[Input for this task]
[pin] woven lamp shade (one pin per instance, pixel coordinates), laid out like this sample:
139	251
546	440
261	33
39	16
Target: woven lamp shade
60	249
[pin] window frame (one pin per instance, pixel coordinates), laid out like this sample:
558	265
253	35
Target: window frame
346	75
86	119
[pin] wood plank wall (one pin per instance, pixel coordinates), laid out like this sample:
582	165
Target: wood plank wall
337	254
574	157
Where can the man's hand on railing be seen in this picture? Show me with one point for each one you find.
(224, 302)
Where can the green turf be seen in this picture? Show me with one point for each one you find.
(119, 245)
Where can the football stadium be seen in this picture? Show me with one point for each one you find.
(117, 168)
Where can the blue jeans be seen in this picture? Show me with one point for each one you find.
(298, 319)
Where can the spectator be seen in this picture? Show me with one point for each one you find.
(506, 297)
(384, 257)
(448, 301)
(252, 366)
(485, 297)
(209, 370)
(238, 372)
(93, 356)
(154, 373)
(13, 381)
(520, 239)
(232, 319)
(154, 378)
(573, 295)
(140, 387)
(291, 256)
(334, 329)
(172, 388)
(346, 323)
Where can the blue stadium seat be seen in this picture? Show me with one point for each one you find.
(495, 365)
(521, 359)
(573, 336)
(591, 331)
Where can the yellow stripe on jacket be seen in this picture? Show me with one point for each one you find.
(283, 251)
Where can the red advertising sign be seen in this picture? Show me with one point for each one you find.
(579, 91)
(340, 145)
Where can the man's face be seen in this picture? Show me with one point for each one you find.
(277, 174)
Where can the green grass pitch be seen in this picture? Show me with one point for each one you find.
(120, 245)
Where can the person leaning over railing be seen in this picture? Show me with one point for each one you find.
[/Input for this task]
*Task details*:
Pull each line holding "like" out of the listing.

*Task answer*:
[pin] woven lamp shade (one pin per instance, pixel coordinates), laid out like this sample:
[pin] window frame (one pin per instance, pixel coordinates), laid out like this sample:
[pin] wood plank wall (one pin per instance, pixel coordinates), laid out like this sample:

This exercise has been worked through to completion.